= ACTIVITY =
The whole listing, exactly as given: write it out, leaving out each image.

= ENTRIES SUPPLIED =
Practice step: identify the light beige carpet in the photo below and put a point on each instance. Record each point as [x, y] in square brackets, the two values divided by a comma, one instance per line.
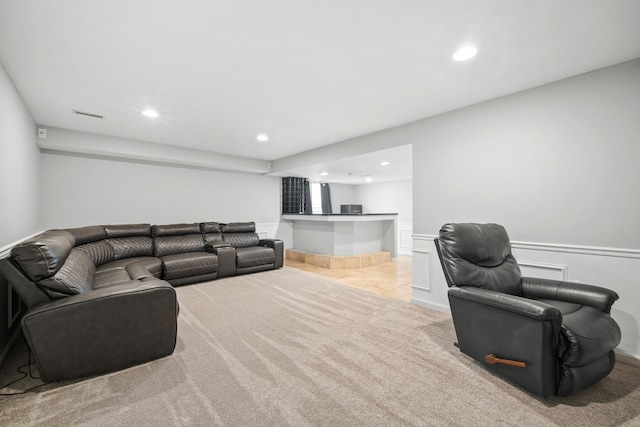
[289, 348]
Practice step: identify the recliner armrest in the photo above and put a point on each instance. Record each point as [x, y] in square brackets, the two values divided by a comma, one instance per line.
[527, 307]
[578, 293]
[103, 330]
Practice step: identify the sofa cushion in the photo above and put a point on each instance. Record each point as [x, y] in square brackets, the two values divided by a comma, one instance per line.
[238, 227]
[175, 229]
[211, 232]
[128, 247]
[43, 255]
[241, 240]
[75, 276]
[254, 256]
[188, 264]
[100, 252]
[127, 230]
[90, 233]
[153, 264]
[210, 227]
[169, 245]
[110, 277]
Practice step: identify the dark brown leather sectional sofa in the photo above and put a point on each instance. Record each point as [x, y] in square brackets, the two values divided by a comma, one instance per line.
[102, 298]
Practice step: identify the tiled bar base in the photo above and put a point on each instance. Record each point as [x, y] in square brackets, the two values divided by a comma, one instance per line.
[335, 261]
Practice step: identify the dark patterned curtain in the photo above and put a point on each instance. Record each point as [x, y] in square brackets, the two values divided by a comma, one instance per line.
[296, 195]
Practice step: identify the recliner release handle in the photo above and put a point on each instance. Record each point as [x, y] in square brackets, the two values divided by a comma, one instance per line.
[492, 359]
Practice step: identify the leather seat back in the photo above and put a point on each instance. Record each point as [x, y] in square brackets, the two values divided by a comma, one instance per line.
[478, 255]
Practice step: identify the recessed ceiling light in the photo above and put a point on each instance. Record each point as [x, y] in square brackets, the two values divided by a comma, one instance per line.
[464, 53]
[150, 113]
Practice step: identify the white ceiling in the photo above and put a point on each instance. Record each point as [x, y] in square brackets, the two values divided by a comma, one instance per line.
[307, 73]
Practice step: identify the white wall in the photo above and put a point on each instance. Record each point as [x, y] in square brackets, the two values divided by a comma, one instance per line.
[81, 191]
[386, 197]
[341, 194]
[559, 167]
[19, 166]
[391, 197]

= SOLUTION TO THIS TASK =
Practice step: identify the light beige carpet in the photo below and put a point on each instance. Record each point as [x, y] in square brackets, the two values divided by a comma, one instance per line.
[289, 348]
Practice step: identify the recliner armrest in the photo above and put a point on each instance. Record each point as [x, y] in square brackets, the two values divided by a comma, one instance per line.
[527, 307]
[578, 293]
[103, 330]
Practice step: identify the sofa cushion in the photo above and put a point on each instance. Record each point as [x, y] in square brackets, the two values divided by a comma, one instance per line.
[238, 227]
[175, 229]
[211, 232]
[128, 247]
[43, 255]
[241, 240]
[75, 276]
[254, 256]
[188, 264]
[100, 252]
[127, 230]
[90, 233]
[153, 264]
[210, 227]
[169, 245]
[110, 277]
Practice step: identify the dark brown leather sectional sofa in the photo above and put a point on each instance. Record each point as [x, y] in square brackets, the two values divided by a comma, one instance per line.
[102, 298]
Practice step: identify the tiled bar base in the photo above and put a point on each instance. Record each point as [x, y] in square brackets, the two values divided by a comma, one instance per line.
[335, 261]
Practice step: identify the dark patterned curtain in the photo above and put a point on each instance. Record each point as [x, y] in square brackets, the two values divided by a comma, one instance per line.
[296, 195]
Practice step: identify the recliner release handle in the photo above and put a point on each instance. Record each point as [x, y] in square brackets, the two values divided by a comma, one instance per line.
[492, 359]
Practice step: identify the leather seat back in the photo above and put a point on each instance. Record each point as [x, y] in square brackets, the two values divided by a comma, one instance per line.
[478, 255]
Practice step: identify the recessed ceiling light in the photo above and put a point on each instance. Record each point as [x, y] in square brackets, the two values divided by a comma, one instance per line.
[464, 53]
[150, 113]
Practice step: identify the white ceiling in the photo above and put a point on each instance. Record each point as [x, y] in square brackets, the two values divided by a comma, one instance per line.
[307, 73]
Practice step: identify the white wall in the photo above and put a point on each instance. Record each point as [x, y] in square brackets, the two values divided by a comma, one instance per line.
[81, 191]
[386, 197]
[341, 194]
[559, 167]
[19, 166]
[391, 197]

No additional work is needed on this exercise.